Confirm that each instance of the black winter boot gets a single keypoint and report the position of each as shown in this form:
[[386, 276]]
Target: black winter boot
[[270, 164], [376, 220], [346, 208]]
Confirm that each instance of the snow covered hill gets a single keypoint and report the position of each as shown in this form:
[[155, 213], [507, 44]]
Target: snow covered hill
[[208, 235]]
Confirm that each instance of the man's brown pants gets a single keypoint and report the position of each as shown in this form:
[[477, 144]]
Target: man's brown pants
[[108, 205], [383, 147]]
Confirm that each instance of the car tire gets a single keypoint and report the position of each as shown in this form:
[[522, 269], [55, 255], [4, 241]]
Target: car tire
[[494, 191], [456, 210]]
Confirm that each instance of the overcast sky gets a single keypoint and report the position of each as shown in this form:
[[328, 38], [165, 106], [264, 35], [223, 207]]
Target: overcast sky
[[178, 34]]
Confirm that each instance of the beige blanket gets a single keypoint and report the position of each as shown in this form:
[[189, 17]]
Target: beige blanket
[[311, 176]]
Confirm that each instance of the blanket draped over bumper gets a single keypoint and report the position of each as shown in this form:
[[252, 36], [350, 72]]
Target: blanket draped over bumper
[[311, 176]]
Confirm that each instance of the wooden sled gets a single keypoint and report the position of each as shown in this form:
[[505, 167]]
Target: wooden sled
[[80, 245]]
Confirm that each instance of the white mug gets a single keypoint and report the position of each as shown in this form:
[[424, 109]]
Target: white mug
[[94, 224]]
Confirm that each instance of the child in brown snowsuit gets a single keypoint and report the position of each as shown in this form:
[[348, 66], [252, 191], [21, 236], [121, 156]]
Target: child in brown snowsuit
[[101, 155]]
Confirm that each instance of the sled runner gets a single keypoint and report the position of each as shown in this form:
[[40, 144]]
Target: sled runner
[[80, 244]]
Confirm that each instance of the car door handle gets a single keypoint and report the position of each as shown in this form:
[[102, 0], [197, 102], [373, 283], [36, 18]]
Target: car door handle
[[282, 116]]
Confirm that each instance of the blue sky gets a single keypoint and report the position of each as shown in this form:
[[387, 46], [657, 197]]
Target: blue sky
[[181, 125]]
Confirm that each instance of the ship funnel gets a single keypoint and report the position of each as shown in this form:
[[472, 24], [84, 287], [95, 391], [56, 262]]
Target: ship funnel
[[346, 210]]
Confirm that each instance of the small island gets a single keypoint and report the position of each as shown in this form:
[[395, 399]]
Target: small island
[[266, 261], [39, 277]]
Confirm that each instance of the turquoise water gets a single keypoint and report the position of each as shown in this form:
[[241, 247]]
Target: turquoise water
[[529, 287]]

* _What the task asks_
Give back exactly the lines from the one that contains "Target: small island" to the end of the material, both ends kept, and no other line.

* _Response_
Target: small island
[[266, 261], [39, 277]]
Confirm that each instance of the turquoise water gets a single keypoint and report the position of each as shown in this form:
[[241, 247]]
Target: turquoise water
[[529, 287]]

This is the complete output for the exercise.